#### TASK INSTRUCTIONS:
Restate the records exactly. Include all of them.

#### SUPPLIED RECORDS:

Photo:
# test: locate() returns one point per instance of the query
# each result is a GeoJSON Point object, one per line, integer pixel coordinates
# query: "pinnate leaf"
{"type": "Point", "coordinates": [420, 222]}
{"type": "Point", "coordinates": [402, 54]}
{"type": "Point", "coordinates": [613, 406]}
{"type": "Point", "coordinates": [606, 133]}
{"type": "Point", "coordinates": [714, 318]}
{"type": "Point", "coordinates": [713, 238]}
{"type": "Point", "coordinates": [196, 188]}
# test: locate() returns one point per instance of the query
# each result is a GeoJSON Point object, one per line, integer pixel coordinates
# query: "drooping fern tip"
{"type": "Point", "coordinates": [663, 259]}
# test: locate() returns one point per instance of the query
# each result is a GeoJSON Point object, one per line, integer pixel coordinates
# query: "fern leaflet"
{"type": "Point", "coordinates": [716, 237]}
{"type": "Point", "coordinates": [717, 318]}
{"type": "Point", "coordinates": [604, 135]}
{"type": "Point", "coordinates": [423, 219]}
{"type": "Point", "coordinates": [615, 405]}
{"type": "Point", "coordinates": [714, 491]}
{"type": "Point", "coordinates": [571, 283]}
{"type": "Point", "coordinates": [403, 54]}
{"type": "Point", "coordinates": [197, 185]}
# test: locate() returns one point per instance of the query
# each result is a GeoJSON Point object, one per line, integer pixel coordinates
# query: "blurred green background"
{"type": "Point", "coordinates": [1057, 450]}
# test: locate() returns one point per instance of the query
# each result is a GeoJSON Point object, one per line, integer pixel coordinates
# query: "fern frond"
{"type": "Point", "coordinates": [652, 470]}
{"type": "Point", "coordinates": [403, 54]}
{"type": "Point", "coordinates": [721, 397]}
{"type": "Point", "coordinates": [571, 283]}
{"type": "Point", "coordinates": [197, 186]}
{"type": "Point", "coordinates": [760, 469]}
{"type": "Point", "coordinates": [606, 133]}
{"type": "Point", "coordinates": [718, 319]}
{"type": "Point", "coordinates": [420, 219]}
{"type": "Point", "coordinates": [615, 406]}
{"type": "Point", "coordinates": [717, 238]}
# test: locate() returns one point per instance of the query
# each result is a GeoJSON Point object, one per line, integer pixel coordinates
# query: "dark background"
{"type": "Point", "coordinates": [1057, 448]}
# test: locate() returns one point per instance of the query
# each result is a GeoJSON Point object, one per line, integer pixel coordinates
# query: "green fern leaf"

#### EXERCISE OUTPUT:
Photo:
# test: locate() returns one point per instance of the query
# each result is a GeoJSON Point object, one per line, integer pixel coordinates
# query: "pinnate leaf"
{"type": "Point", "coordinates": [420, 222]}
{"type": "Point", "coordinates": [402, 54]}
{"type": "Point", "coordinates": [613, 406]}
{"type": "Point", "coordinates": [606, 133]}
{"type": "Point", "coordinates": [714, 318]}
{"type": "Point", "coordinates": [713, 238]}
{"type": "Point", "coordinates": [196, 188]}
# test: locate() returns one point per instance of the query
# each result is a GeoJSON Point object, one per line, integer pixel coordinates
# query: "drooping fern tip"
{"type": "Point", "coordinates": [663, 259]}
# test: locate() returns one point per instance of the query
# each result is a GeoJSON Point object, one per line, integer pixel coordinates
# query: "fern leaflet"
{"type": "Point", "coordinates": [716, 237]}
{"type": "Point", "coordinates": [717, 318]}
{"type": "Point", "coordinates": [604, 135]}
{"type": "Point", "coordinates": [423, 219]}
{"type": "Point", "coordinates": [615, 405]}
{"type": "Point", "coordinates": [714, 491]}
{"type": "Point", "coordinates": [571, 283]}
{"type": "Point", "coordinates": [403, 54]}
{"type": "Point", "coordinates": [197, 185]}
# test: locate() returns one point per instance of the query
# each result is a GeoJSON Point object, one per line, integer pixel coordinates
# query: "blurred green background"
{"type": "Point", "coordinates": [1057, 450]}
# test: locate() returns one point per instance of the query
# each result is a GeoJSON Point object, one per line, integer pixel coordinates
# query: "fern frond"
{"type": "Point", "coordinates": [652, 470]}
{"type": "Point", "coordinates": [403, 54]}
{"type": "Point", "coordinates": [721, 397]}
{"type": "Point", "coordinates": [571, 283]}
{"type": "Point", "coordinates": [197, 186]}
{"type": "Point", "coordinates": [760, 469]}
{"type": "Point", "coordinates": [606, 133]}
{"type": "Point", "coordinates": [718, 319]}
{"type": "Point", "coordinates": [420, 219]}
{"type": "Point", "coordinates": [615, 406]}
{"type": "Point", "coordinates": [717, 238]}
# test: locate() returns one point per instance of the query
# each result is a GeoJSON Point object, one per line, integer pixel coordinates
# query: "dark background"
{"type": "Point", "coordinates": [1057, 448]}
# test: locate() returns one point per instance of the query
# each result is a GeoJSON Point object, one per line, integer pixel coordinates
# query: "green fern leaf"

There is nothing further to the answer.